WHAT IS ASKED »
Copy the listing from the line with "Annotate the team" through the end of the listing, including both ends and the requests unchanged. Rescale every x,y coordinate in the answers by multiplying it by 2.5 and rounding to a whole number, with halves rounded up.

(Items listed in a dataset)
====

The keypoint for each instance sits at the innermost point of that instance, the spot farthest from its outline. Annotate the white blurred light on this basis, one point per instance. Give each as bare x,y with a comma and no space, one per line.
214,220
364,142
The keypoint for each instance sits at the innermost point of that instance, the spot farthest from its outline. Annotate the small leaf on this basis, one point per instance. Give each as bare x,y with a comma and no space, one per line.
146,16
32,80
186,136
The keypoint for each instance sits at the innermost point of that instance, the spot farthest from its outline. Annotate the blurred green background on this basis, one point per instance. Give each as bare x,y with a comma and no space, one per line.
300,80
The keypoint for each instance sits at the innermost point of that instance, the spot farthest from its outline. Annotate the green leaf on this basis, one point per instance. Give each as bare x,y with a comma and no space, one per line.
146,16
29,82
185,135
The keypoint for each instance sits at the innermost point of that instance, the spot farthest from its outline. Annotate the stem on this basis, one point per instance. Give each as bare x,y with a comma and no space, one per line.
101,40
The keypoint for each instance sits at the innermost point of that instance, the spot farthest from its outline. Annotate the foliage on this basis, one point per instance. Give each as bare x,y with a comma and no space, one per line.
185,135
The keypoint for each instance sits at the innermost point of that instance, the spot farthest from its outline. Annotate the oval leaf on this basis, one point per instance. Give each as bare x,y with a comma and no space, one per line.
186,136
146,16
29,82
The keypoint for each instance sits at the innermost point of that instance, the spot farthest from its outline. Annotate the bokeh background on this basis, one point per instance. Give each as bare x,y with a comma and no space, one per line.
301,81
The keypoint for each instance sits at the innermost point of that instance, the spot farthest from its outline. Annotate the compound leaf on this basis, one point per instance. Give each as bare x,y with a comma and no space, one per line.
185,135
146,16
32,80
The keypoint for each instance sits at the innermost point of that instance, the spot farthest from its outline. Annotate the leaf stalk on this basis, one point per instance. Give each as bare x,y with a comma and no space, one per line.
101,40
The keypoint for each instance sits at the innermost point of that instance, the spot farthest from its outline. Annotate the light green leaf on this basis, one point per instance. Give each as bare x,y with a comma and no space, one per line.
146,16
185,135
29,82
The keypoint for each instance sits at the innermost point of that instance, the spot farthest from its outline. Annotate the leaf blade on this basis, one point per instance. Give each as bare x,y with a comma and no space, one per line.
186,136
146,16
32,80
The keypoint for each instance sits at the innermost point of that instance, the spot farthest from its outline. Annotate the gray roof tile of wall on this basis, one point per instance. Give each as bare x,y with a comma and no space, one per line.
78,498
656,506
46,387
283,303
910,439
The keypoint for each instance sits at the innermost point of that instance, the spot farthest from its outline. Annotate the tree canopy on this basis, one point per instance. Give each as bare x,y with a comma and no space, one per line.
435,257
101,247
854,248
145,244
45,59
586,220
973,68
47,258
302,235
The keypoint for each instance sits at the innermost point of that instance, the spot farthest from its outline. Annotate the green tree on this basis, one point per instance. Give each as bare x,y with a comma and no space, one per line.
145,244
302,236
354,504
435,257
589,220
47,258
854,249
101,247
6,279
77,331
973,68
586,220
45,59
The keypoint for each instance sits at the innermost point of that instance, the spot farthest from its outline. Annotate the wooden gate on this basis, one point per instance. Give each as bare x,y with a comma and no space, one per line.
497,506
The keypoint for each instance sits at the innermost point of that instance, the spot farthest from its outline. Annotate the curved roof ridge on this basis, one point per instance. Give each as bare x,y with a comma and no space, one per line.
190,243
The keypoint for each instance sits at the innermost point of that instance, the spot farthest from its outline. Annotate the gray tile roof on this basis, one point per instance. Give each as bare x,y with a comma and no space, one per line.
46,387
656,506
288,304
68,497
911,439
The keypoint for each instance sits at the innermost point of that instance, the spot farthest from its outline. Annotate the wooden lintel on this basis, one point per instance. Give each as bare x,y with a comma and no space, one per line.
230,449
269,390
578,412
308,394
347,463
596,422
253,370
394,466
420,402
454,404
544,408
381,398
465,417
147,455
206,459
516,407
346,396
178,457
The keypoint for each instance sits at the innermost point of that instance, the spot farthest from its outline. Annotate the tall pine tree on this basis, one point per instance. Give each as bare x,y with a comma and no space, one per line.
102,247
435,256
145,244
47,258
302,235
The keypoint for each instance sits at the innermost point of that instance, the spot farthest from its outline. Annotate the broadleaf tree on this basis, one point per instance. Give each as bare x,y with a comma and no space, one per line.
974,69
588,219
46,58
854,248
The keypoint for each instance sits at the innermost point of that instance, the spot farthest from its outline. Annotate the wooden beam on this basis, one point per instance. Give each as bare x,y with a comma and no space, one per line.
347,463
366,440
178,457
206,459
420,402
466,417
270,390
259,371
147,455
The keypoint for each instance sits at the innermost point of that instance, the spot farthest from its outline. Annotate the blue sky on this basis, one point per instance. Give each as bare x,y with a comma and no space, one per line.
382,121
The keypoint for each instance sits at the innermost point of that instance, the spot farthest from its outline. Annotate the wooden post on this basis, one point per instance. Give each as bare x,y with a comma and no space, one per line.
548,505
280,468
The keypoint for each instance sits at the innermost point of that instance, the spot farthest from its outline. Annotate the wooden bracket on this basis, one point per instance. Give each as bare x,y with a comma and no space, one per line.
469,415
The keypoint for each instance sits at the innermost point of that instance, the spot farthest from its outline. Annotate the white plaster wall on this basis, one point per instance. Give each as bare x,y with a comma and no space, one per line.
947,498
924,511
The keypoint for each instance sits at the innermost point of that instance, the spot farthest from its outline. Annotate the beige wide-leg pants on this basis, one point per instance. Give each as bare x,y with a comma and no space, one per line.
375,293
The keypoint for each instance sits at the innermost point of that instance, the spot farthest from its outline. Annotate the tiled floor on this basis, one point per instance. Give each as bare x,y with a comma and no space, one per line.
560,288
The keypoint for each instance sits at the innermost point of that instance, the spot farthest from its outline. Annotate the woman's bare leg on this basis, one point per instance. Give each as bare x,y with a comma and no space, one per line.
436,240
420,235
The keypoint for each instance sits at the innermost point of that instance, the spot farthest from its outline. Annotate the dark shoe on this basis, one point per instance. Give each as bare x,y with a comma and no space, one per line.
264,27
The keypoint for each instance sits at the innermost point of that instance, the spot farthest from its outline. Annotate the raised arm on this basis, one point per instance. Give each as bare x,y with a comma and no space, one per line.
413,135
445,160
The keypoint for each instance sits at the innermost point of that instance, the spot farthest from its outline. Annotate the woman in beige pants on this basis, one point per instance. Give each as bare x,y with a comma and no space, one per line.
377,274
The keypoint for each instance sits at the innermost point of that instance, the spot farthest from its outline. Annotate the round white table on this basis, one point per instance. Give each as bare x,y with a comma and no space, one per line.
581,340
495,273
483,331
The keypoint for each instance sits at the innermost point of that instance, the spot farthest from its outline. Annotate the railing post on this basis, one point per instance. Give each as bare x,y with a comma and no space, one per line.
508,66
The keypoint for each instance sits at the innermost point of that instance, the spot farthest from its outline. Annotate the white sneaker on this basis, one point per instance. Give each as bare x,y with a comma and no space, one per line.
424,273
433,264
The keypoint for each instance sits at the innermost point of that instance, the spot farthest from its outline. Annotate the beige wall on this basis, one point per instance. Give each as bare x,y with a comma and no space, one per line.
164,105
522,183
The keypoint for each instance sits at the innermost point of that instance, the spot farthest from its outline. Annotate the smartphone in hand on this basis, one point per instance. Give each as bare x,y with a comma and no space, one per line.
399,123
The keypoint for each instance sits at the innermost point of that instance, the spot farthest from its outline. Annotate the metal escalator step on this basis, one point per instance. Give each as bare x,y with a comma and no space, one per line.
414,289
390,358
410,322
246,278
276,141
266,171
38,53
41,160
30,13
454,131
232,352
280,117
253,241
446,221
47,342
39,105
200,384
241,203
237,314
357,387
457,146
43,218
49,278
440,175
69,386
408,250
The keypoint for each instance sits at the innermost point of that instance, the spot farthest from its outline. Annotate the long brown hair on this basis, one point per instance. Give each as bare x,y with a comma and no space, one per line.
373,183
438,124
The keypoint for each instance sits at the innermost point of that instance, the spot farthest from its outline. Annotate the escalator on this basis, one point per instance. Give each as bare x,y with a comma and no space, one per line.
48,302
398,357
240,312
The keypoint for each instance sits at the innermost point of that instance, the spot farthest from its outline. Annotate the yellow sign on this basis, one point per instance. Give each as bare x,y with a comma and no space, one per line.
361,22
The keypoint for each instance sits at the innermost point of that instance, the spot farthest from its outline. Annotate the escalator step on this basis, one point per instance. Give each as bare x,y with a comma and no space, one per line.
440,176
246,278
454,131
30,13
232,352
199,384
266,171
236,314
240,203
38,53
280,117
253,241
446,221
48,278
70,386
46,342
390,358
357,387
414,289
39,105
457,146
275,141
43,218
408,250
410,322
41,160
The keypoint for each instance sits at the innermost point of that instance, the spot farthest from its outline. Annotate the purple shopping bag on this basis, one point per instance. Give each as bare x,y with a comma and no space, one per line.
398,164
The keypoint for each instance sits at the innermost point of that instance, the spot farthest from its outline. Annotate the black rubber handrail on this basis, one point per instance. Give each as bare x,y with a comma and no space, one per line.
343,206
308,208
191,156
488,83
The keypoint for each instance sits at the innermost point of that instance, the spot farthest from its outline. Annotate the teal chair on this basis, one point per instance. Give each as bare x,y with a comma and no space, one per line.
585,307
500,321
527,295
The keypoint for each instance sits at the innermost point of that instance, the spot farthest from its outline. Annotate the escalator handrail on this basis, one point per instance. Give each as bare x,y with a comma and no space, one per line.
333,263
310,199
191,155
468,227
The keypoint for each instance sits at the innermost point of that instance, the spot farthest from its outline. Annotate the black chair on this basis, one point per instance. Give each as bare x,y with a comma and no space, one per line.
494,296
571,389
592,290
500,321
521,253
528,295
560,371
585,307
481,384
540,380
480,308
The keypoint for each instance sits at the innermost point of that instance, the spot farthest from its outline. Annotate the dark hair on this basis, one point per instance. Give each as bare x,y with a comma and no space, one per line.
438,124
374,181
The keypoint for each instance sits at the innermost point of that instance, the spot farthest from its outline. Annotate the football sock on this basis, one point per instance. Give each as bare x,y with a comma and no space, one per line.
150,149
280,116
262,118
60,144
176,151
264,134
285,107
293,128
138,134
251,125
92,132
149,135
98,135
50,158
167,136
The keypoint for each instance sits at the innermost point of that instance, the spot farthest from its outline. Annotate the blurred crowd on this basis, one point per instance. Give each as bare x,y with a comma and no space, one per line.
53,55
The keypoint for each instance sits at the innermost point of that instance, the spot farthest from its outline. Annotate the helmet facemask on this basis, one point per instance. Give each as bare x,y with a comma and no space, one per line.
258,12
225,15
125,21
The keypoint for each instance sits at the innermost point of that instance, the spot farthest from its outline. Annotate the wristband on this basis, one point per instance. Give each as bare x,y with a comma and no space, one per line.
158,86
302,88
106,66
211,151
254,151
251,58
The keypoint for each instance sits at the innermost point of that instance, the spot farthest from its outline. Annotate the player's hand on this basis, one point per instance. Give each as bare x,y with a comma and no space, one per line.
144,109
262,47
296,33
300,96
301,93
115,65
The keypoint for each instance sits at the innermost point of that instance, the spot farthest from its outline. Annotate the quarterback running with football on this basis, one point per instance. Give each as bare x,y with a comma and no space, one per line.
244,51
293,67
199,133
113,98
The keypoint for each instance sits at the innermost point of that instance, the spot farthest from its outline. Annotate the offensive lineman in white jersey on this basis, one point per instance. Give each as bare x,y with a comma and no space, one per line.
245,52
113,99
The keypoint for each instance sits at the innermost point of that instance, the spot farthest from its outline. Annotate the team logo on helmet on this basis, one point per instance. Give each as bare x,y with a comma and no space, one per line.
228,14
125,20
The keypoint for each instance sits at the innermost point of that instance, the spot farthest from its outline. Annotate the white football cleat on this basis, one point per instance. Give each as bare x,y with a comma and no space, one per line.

====

OUTPUT BELOW »
The keypoint for each instance sits at the innermost point of that instance, the spot farthest from its outline. Annotate the team logo on helmet on this basis, one point per instance. Give each as bare x,y with a comma and no space, one per line.
570,35
313,50
The keypoint for each instance sits at the innermost point of that instance, the spot farthest from its outline. Annotate the white football cleat on this basis, one point per instance. Give each as bare x,y with a comma and no space, one per line.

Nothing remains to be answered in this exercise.